[Entries from a point annotation set]

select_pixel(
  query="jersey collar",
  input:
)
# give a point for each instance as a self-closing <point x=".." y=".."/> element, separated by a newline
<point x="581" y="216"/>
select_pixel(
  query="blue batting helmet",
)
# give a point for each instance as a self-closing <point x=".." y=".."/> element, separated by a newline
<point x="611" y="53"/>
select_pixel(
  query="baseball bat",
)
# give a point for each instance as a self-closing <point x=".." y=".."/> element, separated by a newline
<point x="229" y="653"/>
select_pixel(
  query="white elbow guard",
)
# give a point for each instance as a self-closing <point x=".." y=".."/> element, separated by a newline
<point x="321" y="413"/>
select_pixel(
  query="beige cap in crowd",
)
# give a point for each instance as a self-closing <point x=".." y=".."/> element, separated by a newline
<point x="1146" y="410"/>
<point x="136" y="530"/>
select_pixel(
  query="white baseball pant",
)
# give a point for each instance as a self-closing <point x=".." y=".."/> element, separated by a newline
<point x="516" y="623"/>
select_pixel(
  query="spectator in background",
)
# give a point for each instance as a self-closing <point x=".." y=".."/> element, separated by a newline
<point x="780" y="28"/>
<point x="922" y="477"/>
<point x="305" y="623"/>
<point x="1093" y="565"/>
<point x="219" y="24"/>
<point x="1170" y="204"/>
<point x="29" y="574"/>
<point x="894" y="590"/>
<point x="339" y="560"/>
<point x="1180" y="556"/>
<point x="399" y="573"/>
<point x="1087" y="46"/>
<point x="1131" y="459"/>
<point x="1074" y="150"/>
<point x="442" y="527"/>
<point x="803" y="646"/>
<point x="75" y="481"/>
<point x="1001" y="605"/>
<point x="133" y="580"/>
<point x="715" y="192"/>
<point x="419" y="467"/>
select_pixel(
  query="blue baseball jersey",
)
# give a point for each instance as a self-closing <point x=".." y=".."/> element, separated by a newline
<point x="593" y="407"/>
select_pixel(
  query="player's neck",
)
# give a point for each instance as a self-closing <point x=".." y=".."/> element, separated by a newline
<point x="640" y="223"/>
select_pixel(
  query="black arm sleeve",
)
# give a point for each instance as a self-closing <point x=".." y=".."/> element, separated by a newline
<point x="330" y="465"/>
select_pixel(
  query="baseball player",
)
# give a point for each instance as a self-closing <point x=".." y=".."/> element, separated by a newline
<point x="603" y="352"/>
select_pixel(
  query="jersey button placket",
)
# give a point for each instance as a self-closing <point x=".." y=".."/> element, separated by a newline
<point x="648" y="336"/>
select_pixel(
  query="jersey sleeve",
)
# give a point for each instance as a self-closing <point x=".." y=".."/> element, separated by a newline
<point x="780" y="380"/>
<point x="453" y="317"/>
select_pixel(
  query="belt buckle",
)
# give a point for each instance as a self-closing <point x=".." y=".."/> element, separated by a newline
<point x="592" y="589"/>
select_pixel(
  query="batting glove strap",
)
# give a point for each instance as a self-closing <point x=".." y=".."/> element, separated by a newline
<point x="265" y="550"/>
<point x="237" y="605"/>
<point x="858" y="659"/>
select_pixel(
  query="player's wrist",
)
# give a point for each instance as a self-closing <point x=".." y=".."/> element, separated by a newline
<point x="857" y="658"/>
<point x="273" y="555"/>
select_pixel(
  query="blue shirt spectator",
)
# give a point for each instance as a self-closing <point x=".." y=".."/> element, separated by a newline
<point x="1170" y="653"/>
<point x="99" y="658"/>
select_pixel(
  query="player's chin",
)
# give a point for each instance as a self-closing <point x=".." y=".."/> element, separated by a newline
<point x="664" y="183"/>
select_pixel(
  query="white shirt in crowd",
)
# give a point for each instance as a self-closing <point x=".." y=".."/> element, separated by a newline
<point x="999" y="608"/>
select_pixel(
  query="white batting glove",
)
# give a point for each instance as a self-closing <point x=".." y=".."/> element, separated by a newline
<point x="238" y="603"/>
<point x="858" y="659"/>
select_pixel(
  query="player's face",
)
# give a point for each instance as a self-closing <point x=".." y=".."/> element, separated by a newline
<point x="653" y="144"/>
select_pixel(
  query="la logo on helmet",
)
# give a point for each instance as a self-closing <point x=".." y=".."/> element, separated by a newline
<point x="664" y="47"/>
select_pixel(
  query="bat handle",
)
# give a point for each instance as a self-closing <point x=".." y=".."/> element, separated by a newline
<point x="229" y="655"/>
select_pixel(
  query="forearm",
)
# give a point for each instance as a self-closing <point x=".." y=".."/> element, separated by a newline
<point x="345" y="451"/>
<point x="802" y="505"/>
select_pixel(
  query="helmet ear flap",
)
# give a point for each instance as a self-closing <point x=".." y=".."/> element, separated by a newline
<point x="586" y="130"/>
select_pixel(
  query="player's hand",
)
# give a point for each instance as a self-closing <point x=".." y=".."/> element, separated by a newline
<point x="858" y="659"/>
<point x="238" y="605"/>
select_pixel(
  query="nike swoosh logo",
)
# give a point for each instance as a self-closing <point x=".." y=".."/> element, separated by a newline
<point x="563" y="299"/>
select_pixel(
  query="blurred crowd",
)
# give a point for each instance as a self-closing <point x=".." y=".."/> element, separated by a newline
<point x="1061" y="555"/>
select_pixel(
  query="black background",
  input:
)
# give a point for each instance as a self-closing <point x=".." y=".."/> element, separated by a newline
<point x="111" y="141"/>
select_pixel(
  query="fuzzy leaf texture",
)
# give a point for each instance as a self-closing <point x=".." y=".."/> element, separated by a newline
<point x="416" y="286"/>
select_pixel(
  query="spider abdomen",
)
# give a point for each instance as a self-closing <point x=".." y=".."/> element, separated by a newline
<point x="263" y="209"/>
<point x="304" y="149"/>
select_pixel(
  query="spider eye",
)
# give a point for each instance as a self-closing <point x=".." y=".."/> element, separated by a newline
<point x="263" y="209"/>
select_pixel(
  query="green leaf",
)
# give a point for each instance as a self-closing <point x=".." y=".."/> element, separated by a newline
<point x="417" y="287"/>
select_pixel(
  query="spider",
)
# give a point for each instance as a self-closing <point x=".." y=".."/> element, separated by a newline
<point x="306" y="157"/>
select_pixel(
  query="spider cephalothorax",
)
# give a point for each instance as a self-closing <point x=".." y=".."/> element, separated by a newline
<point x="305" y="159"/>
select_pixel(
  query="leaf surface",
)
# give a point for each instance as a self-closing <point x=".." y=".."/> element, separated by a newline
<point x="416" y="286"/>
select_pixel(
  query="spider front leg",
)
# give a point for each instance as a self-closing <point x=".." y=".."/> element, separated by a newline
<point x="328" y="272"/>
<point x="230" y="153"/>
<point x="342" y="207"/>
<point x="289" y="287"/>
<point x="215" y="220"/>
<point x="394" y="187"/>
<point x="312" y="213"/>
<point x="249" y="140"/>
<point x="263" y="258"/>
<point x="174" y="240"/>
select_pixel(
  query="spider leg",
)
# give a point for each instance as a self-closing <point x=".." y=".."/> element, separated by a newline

* **STATED PROBLEM**
Return all of the data word for word.

* **SOLUTION FOR THIS PROBLEM**
select_pixel(
  query="jersey collar",
  input:
)
# give a point for each instance as a self-closing <point x=".." y=".."/> element, separated by a newline
<point x="581" y="216"/>
select_pixel(
  query="blue batting helmet",
)
# give a point for each instance as a self-closing <point x=".." y=".."/> element, separated by a newline
<point x="611" y="53"/>
select_pixel(
  query="baseball bat",
)
# give a point for each instance as a self-closing <point x=".." y=".."/> element, separated by a newline
<point x="229" y="653"/>
select_pixel(
  query="white elbow guard",
)
# give a point for each instance as a self-closing <point x=".." y=".."/> element, separated by a newline
<point x="321" y="413"/>
select_pixel(
  query="beige cap in crowd",
)
# give a point for each instance as a self-closing <point x=".." y=".."/> element, separated by a newline
<point x="1146" y="410"/>
<point x="136" y="530"/>
select_pixel(
  query="white baseball pant",
)
# give a point for each instance as a self-closing <point x=".." y=".."/> element, separated by a newline
<point x="516" y="623"/>
select_pixel(
  query="spectator in background",
)
# give a point for each instance as a self-closing <point x=".." y=".."/> element, separated by a newline
<point x="780" y="28"/>
<point x="922" y="477"/>
<point x="305" y="623"/>
<point x="1093" y="565"/>
<point x="219" y="24"/>
<point x="1170" y="204"/>
<point x="29" y="574"/>
<point x="894" y="590"/>
<point x="339" y="560"/>
<point x="1180" y="556"/>
<point x="399" y="573"/>
<point x="1087" y="46"/>
<point x="1131" y="459"/>
<point x="1074" y="150"/>
<point x="442" y="527"/>
<point x="803" y="646"/>
<point x="75" y="481"/>
<point x="1001" y="605"/>
<point x="133" y="580"/>
<point x="715" y="192"/>
<point x="419" y="467"/>
select_pixel(
  query="blue baseball jersey",
)
# give a point for each instance as a self-closing <point x=".." y=".."/> element, separated by a newline
<point x="593" y="407"/>
select_pixel(
  query="player's neck",
)
# give a point for each instance as a self-closing <point x=".." y=".."/> element, separated by a newline
<point x="640" y="223"/>
select_pixel(
  query="black arm sleeve",
)
# give a point for each instance as a self-closing <point x=".." y=".."/> element, separated by a newline
<point x="330" y="465"/>
select_pixel(
  query="baseball player",
)
# give a point for each instance as a self-closing <point x=".." y=".."/> element, separated by a newline
<point x="603" y="352"/>
select_pixel(
  query="jersey button placket",
)
# give a point for each instance as a self-closing <point x=".." y=".."/> element, separated by a newline
<point x="648" y="336"/>
select_pixel(
  query="jersey sleeve",
)
# give a point for each instance as a self-closing <point x=".." y=".."/> element, separated by a newline
<point x="780" y="380"/>
<point x="453" y="317"/>
select_pixel(
  query="belt buckle",
)
# give a point for each instance as a self-closing <point x=".." y=".."/> element, separated by a newline
<point x="592" y="589"/>
select_pixel(
  query="batting glove strap",
)
# give a point for each instance as a self-closing <point x=".." y=".."/> element, separated by a newline
<point x="265" y="550"/>
<point x="237" y="605"/>
<point x="858" y="659"/>
select_pixel(
  query="player's wrist",
)
# give a point for each instance as a self-closing <point x=".." y=".."/> element, separated by a newline
<point x="857" y="658"/>
<point x="273" y="555"/>
select_pixel(
  query="blue shirt spectator",
)
# give a point for each instance as a self-closing <point x=".." y=".."/> element, separated by a newline
<point x="1170" y="653"/>
<point x="99" y="658"/>
select_pixel(
  query="player's chin",
)
# give a point for each instance as a self-closing <point x=".." y=".."/> element, separated by a newline
<point x="664" y="183"/>
select_pixel(
  query="white shirt in crowd",
)
# give a point for each instance as a self-closing <point x=".." y=".."/> element, separated by a newline
<point x="999" y="608"/>
select_pixel(
  query="white batting glove",
)
# give a point for each instance as a self-closing <point x=".." y=".."/> element, separated by a newline
<point x="238" y="603"/>
<point x="858" y="659"/>
select_pixel(
  query="player's face",
)
# give a point for each instance as a self-closing <point x=".." y=".."/> element, separated by a newline
<point x="653" y="144"/>
select_pixel(
  query="la logo on helmet",
)
# give a point for each instance as a self-closing <point x=".." y=".."/> element, separated by a newline
<point x="664" y="47"/>
select_pixel(
  query="bat handle",
)
# give a point for each instance as a self-closing <point x=".." y=".."/> element, separated by a newline
<point x="229" y="655"/>
select_pixel(
  query="forearm",
)
# give a point for each instance as a self-closing <point x=".." y=".."/> element, separated by a newline
<point x="345" y="451"/>
<point x="802" y="505"/>
select_pixel(
  query="helmet ear flap",
)
# give a point for each instance as a self-closing <point x=".." y=".."/> element, separated by a newline
<point x="586" y="130"/>
select_pixel(
  query="player's hand",
)
# give a point for each instance as a self-closing <point x=".." y=".."/> element, separated by a newline
<point x="858" y="659"/>
<point x="238" y="605"/>
select_pixel(
  query="nike swoosh logo",
)
# give a point for each instance as a self-closing <point x=".." y=".."/> element, separated by a newline
<point x="563" y="299"/>
select_pixel(
  query="blurred crowd",
)
# give a point for each instance as a self-closing <point x=".." y=".."/> element, separated by a newline
<point x="1061" y="555"/>
select_pixel(
  query="black background",
  input:
)
# give a point for each instance as a self-closing <point x=".." y=".."/> element, separated by a newline
<point x="111" y="141"/>
select_pixel(
  query="fuzzy leaf texture",
)
# give a point for each instance as a self-closing <point x=".." y=".."/> element, separated by a newline
<point x="416" y="286"/>
select_pixel(
  query="spider abdomen",
)
# give a point for each instance as a self-closing <point x=".." y=".."/> element, separated by a newline
<point x="263" y="209"/>
<point x="304" y="149"/>
select_pixel(
  query="spider eye",
)
# give a point for each instance as a self-closing <point x=".." y=".."/> element, separated by a newline
<point x="263" y="209"/>
select_pixel(
  query="green leaf",
)
# give a point for each instance as a self-closing <point x=".." y=".."/> element, separated by a newline
<point x="417" y="287"/>
select_pixel(
  query="spider",
)
# give a point for each instance as a self-closing <point x=".." y=".."/> element, separated by a newline
<point x="306" y="157"/>
select_pixel(
  query="spider cephalothorax",
)
# give a point for each instance as a self-closing <point x=".." y=".."/> element, separated by a newline
<point x="305" y="159"/>
select_pixel(
  query="leaf surface",
)
# give a point for each instance as a self-closing <point x=".." y=".."/> element, separated by a newline
<point x="416" y="286"/>
select_pixel(
  query="spider front leg",
)
# give a point for each instance as a self-closing <point x=".." y=".."/> element, separated by a newline
<point x="328" y="272"/>
<point x="230" y="153"/>
<point x="342" y="207"/>
<point x="289" y="287"/>
<point x="215" y="220"/>
<point x="394" y="187"/>
<point x="312" y="213"/>
<point x="249" y="140"/>
<point x="263" y="258"/>
<point x="174" y="240"/>
select_pixel(
  query="spider leg",
)
# give a point for each instance as a self-closing <point x=".." y=".."/> element, separated by a newline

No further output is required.